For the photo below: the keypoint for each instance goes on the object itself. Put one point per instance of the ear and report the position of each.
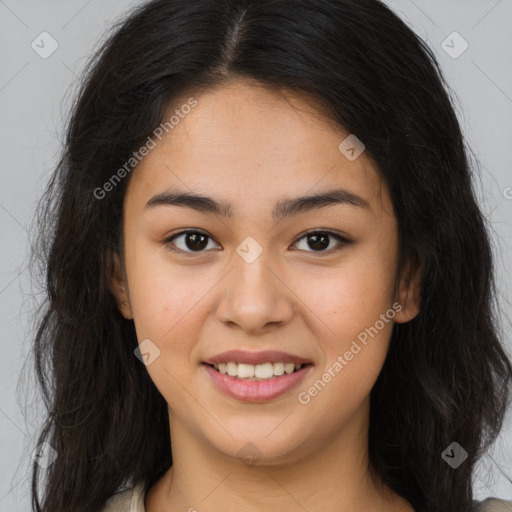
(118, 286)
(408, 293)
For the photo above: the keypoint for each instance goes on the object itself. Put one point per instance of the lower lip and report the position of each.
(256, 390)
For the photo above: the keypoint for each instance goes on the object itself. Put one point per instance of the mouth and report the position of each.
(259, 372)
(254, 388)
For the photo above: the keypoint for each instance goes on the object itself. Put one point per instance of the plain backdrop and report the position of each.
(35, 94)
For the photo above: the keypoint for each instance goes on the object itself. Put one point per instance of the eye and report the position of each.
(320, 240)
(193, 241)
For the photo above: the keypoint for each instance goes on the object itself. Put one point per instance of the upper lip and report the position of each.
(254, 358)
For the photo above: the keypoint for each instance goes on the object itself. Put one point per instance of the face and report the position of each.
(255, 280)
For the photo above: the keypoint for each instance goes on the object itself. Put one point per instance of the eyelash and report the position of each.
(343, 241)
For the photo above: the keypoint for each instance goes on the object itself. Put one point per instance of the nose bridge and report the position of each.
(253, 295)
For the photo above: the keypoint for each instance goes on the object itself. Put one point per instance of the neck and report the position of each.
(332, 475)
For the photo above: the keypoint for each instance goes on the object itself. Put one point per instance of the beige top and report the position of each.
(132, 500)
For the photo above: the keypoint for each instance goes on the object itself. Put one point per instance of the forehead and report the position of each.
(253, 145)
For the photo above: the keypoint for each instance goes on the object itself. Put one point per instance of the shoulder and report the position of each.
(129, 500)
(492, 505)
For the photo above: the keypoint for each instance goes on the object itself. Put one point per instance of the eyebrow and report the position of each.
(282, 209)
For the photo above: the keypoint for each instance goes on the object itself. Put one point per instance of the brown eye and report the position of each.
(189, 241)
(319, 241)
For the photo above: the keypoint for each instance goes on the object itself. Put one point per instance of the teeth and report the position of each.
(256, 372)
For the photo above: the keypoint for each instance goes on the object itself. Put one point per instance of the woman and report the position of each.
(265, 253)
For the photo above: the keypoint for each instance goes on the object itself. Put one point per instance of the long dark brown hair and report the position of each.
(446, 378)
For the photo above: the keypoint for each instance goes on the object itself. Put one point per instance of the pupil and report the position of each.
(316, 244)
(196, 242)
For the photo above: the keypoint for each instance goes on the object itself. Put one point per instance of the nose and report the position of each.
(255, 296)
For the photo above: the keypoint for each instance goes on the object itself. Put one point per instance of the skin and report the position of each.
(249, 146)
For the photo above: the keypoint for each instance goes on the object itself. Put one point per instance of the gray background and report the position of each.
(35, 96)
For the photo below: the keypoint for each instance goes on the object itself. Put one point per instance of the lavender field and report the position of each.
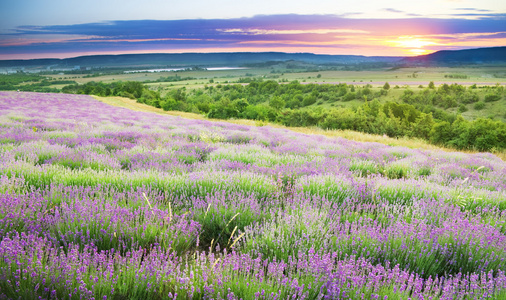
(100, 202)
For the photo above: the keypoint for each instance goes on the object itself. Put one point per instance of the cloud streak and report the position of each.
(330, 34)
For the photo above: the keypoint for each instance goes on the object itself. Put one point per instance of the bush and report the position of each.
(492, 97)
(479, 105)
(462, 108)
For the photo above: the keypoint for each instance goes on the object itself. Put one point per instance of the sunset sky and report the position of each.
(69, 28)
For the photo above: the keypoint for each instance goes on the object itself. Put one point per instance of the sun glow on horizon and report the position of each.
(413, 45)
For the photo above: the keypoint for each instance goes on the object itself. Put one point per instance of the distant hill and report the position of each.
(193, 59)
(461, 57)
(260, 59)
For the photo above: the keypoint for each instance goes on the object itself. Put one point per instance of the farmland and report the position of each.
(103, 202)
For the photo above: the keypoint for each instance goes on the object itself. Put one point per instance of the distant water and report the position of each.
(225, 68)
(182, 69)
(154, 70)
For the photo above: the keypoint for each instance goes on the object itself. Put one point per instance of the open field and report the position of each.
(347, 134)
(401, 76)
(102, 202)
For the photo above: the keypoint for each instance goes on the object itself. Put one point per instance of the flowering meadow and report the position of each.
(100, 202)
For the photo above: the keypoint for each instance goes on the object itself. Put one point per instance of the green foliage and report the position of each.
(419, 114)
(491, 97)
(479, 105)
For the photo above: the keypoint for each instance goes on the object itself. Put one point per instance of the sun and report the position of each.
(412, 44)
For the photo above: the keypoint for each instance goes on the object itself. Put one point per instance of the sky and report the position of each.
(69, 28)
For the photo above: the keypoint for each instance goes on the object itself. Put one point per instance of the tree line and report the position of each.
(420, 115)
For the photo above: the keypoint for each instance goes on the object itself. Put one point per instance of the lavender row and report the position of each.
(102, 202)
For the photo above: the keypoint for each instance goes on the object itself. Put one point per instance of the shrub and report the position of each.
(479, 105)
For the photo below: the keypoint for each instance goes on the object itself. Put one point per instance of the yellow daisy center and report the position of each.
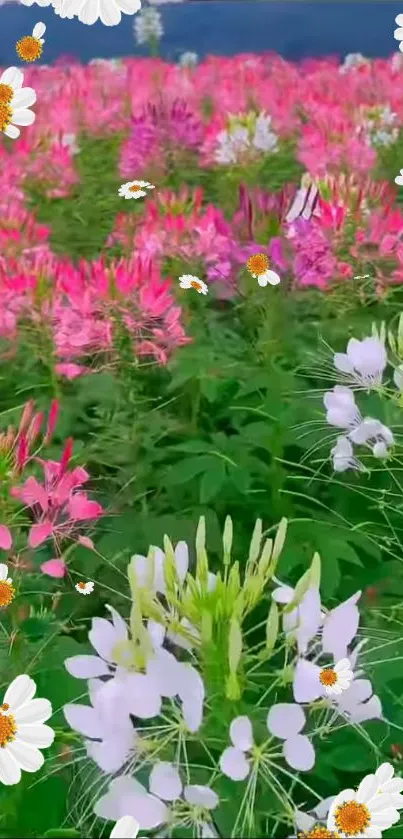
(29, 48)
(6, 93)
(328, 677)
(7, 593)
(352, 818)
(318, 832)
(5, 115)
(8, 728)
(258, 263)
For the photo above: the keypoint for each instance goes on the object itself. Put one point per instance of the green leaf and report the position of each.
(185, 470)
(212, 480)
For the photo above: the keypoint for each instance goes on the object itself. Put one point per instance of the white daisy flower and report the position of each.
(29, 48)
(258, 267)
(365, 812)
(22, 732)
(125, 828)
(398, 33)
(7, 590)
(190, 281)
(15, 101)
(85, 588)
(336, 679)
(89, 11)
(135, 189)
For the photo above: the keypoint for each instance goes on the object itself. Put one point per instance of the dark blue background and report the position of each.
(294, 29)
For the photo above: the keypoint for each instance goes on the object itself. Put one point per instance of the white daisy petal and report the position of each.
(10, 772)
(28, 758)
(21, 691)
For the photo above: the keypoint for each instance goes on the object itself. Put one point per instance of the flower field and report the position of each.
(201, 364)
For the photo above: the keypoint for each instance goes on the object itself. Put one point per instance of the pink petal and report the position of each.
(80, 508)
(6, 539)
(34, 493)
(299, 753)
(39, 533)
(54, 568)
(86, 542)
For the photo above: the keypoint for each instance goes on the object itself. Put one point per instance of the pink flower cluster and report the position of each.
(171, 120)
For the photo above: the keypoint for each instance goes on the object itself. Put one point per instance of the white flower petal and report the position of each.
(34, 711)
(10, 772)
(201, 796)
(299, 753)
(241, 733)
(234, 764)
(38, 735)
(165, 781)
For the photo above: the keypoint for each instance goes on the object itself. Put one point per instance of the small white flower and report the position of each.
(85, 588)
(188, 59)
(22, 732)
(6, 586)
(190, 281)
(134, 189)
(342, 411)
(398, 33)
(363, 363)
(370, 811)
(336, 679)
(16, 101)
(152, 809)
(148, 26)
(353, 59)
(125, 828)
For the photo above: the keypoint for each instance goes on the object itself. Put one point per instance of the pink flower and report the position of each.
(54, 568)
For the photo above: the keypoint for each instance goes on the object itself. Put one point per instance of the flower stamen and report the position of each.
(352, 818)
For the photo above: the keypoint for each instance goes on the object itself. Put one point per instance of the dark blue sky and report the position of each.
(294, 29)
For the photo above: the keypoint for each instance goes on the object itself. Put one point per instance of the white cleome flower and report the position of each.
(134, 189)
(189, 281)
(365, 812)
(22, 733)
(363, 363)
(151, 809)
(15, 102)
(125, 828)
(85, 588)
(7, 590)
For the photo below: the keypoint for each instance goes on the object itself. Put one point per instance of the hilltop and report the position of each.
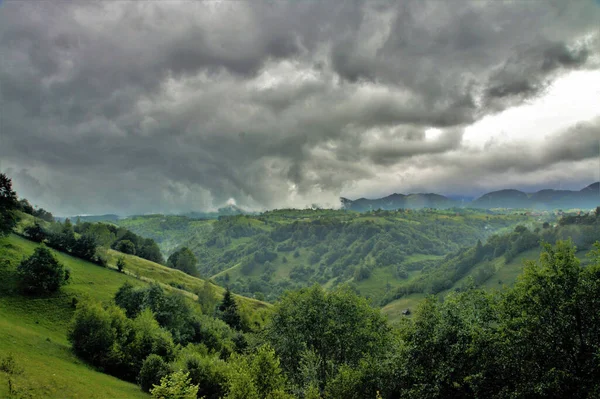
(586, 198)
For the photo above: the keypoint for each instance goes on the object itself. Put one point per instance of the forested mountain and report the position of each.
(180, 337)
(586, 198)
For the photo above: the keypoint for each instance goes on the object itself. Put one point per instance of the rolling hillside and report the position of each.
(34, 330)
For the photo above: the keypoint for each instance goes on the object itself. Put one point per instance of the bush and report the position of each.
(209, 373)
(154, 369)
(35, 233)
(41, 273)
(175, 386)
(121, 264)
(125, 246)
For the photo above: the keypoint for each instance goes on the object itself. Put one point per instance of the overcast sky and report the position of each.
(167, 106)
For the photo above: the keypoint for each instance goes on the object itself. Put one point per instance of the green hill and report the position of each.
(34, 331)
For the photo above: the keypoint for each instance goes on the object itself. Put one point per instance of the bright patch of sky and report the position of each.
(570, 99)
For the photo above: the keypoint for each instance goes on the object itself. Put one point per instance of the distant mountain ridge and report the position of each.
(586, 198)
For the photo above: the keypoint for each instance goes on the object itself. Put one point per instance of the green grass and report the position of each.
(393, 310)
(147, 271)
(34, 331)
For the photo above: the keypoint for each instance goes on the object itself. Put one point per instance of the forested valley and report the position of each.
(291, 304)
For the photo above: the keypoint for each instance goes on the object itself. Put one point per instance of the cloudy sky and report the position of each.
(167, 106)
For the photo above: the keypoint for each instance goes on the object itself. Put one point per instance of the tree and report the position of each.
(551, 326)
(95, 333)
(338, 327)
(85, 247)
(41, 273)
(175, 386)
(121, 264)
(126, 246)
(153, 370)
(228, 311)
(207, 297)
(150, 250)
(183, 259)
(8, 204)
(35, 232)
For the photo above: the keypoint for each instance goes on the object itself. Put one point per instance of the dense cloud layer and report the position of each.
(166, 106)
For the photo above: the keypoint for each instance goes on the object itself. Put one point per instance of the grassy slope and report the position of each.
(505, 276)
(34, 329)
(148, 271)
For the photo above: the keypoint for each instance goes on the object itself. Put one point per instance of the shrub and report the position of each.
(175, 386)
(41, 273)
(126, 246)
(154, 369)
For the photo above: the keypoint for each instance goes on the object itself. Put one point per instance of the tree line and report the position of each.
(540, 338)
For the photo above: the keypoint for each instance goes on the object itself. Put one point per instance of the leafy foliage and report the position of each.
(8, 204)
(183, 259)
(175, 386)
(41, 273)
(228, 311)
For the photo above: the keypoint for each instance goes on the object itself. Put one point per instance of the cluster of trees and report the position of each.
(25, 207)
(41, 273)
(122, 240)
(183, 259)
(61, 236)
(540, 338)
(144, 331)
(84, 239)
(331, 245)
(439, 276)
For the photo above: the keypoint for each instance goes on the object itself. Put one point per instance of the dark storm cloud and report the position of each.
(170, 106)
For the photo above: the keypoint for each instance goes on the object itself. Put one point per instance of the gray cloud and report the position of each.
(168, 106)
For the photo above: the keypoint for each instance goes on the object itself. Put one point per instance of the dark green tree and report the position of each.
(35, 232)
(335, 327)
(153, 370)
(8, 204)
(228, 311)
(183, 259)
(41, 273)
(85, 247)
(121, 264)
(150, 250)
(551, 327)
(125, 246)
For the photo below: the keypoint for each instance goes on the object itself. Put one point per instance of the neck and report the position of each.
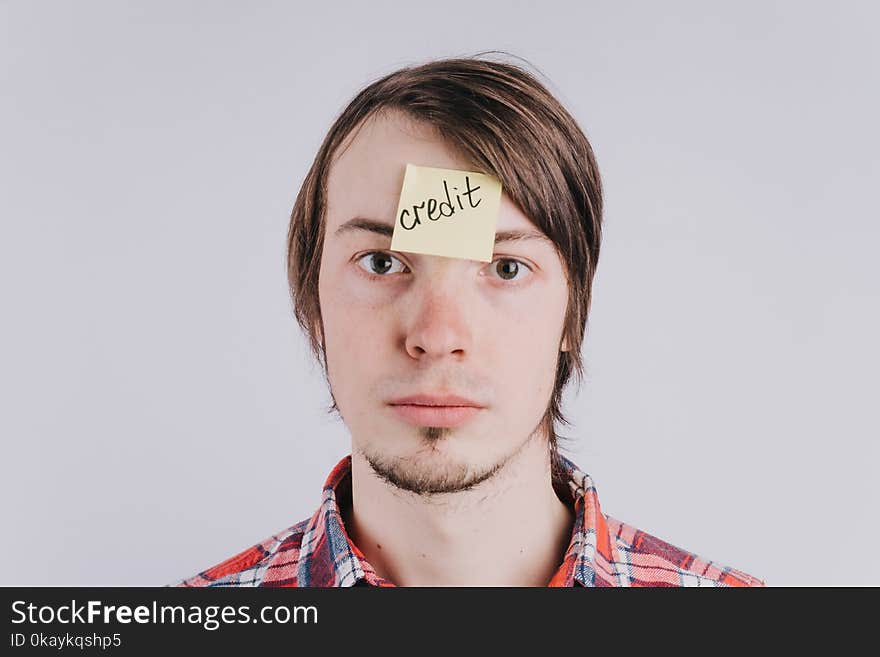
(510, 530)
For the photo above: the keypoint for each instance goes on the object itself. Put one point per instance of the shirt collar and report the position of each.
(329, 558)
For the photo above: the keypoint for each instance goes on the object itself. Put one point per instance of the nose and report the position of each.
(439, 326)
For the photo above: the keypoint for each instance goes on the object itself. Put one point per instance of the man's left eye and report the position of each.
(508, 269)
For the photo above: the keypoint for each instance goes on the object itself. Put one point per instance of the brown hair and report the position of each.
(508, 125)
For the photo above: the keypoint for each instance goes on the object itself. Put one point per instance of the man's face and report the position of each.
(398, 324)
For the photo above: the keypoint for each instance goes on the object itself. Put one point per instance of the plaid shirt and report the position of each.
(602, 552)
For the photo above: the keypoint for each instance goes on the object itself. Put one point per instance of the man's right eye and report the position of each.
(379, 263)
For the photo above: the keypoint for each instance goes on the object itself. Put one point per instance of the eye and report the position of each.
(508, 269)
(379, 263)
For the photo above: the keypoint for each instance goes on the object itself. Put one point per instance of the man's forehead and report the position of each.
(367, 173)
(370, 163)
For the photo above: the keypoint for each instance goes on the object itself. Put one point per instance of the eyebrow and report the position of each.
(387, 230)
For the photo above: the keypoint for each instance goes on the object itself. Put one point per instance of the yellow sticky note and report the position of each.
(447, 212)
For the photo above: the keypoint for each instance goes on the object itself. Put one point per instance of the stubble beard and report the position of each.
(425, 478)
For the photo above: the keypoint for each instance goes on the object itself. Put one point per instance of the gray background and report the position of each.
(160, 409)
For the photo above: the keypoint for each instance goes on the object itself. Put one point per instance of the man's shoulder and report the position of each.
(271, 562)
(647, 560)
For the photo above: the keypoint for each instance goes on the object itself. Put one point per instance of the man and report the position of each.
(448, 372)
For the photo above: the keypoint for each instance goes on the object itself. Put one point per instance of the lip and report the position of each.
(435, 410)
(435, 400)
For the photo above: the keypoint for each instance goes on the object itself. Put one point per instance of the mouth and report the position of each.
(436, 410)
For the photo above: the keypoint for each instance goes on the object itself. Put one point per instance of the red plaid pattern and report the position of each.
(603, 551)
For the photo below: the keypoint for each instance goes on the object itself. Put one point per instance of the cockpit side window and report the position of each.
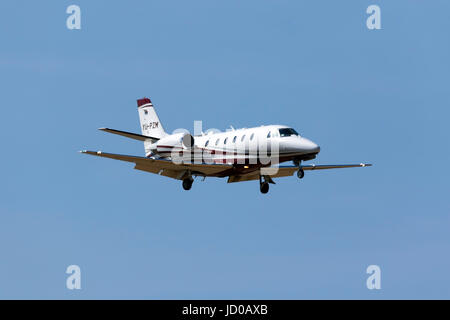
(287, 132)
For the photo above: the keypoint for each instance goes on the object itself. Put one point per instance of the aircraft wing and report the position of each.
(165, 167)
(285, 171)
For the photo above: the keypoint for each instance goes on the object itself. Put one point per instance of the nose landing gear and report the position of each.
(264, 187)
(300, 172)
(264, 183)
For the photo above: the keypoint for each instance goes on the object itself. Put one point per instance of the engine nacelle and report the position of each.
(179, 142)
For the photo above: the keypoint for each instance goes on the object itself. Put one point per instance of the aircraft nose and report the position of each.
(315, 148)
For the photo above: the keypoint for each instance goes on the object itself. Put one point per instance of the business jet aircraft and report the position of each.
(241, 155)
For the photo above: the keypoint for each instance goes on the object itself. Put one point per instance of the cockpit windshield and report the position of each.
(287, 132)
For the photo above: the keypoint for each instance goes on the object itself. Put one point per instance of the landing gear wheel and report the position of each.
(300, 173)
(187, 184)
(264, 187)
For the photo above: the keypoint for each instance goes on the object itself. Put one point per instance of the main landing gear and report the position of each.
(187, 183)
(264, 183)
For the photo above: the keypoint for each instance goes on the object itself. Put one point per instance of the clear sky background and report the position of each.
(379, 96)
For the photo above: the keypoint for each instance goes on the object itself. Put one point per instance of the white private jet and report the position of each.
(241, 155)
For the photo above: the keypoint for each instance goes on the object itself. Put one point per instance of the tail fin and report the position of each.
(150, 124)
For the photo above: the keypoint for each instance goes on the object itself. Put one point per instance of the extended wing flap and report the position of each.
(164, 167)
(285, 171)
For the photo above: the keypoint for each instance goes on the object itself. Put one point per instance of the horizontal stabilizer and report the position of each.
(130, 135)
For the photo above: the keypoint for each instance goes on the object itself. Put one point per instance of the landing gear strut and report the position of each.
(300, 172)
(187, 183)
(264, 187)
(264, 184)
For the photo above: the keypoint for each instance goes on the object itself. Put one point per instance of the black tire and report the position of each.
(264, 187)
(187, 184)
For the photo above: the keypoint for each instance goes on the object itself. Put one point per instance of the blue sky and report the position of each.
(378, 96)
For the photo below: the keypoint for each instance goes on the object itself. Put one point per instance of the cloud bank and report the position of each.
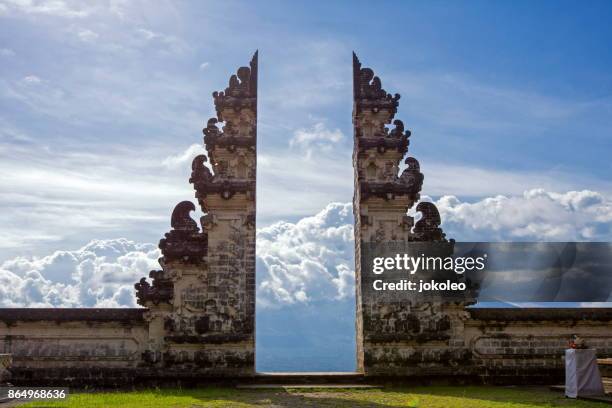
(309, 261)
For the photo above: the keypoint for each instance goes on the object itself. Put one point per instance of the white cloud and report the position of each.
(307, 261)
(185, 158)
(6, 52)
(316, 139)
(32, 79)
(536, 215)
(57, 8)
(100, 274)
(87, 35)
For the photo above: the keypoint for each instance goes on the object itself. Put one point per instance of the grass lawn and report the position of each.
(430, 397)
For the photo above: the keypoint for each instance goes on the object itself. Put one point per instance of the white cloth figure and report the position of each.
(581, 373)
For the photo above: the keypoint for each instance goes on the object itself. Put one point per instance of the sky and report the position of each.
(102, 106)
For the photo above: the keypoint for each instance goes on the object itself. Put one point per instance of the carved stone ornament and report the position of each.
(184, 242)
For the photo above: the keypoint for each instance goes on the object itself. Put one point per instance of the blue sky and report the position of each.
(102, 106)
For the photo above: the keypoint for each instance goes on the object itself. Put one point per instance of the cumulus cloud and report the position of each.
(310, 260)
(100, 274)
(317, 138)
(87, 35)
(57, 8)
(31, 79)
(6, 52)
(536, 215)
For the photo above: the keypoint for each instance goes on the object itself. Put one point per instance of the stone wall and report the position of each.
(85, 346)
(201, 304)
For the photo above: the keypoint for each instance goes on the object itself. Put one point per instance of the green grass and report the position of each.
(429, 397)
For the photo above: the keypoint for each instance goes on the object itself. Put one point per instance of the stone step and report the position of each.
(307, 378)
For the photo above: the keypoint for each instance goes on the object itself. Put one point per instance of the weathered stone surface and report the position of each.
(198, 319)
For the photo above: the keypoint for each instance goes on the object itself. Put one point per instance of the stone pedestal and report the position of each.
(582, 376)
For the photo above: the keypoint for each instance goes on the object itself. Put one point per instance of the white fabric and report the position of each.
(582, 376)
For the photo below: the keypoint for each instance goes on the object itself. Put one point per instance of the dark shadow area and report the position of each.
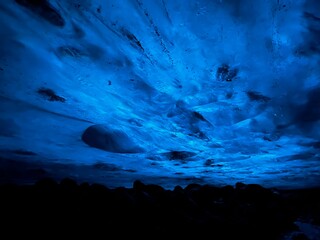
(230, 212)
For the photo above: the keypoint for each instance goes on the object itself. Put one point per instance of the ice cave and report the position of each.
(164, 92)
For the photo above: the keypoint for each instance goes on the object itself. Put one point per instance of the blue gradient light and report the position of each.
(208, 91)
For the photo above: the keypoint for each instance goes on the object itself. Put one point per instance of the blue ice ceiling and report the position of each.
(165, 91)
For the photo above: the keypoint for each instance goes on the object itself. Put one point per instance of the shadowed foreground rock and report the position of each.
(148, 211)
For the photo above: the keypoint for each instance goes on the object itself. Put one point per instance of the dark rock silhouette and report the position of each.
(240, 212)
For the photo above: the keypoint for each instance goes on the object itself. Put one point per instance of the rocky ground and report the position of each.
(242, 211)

··········

_WORK TO COMPLETE_
Copy out exactly the lines from the line with "light and report the position of each." to the end of the listing, including both of those lines, and give nothing else.

_COMPLETED EXERCISE_
For the photo above: the keypoint for each instance goes on the object itself. Put one point per instance of the blue gradient light and report the position of each.
(208, 91)
For the photo above: the keypoint for each instance goes on the object itself. Put one point per instance of the blue ice ceiling and report the position of each.
(165, 91)
For the photo above: the keypoint for each instance goes on the object itself. Put one point per instance of the shadowed foreground rock and report the position of each.
(148, 211)
For the photo above: the keypoint for each instance goes on the object itself. Put one point per instance of the dark rock silhouette and report the position of each.
(240, 212)
For the photo above: the keypoint for each instance goes on the object itself. Put one point per instance of the rocky ground and report the position of each.
(242, 211)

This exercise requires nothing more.